| GIVEN DATA |

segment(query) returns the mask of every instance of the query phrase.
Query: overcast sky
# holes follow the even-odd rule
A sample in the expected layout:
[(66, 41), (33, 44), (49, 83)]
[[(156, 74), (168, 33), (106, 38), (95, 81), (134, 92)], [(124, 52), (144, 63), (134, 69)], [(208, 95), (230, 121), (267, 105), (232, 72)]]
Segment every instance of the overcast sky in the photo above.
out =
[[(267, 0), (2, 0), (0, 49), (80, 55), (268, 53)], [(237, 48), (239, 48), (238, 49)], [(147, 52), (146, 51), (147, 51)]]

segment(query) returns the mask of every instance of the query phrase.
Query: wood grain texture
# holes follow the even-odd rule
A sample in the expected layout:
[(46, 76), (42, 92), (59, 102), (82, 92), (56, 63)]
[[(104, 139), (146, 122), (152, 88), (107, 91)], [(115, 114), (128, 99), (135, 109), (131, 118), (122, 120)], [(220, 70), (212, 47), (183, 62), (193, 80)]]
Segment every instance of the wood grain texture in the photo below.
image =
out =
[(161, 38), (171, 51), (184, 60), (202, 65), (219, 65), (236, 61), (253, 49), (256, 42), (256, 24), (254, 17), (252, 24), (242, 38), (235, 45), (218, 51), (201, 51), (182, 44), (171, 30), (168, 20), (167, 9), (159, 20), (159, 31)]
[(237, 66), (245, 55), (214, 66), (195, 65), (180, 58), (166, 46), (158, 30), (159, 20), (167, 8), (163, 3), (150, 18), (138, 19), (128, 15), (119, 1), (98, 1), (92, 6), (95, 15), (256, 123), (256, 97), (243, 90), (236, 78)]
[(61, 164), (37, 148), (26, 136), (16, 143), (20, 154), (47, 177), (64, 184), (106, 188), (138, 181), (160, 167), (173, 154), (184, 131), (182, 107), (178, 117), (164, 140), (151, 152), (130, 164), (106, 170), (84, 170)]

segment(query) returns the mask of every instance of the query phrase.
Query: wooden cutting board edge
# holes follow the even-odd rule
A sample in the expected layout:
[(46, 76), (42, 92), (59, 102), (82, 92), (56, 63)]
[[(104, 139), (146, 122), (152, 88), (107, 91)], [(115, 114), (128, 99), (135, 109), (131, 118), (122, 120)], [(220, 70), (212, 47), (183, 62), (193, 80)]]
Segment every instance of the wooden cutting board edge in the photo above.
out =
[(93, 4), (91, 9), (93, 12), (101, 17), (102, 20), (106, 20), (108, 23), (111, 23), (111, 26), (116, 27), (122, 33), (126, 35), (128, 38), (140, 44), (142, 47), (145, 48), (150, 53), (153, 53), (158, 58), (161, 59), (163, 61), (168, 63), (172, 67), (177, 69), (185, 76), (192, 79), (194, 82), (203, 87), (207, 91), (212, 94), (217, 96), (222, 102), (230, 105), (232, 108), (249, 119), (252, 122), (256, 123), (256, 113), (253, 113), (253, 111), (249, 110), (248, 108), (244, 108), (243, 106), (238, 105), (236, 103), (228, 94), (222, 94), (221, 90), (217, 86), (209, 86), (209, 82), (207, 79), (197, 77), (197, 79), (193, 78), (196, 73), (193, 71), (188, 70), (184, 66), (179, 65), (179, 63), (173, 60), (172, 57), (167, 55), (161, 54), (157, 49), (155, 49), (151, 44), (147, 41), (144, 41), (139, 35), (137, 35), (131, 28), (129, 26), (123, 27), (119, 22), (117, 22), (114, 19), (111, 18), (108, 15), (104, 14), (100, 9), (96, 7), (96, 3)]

--

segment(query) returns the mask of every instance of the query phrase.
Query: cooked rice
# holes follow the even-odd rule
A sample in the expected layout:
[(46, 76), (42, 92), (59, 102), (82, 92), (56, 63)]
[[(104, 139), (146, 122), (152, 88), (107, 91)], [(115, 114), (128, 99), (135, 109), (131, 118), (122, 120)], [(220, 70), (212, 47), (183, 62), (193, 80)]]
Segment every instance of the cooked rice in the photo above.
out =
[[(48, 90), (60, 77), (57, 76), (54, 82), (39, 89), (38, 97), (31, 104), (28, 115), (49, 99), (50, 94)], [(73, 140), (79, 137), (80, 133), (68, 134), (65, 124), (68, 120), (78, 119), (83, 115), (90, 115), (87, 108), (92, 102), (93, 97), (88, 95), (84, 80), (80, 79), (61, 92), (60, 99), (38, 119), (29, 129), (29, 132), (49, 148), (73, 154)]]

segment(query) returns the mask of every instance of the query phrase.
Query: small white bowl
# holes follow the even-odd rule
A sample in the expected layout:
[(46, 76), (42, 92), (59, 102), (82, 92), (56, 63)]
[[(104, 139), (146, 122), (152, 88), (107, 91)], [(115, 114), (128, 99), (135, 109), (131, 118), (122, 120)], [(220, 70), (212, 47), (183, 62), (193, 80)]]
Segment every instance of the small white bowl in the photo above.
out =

| WHAT TO WORK ON |
Show every line from the items above that contains the string "edge", copied in full.

| PROBLEM SOLUTION |
Query: wooden cutting board edge
Segment every instance of the wooden cutting board edge in the photo above.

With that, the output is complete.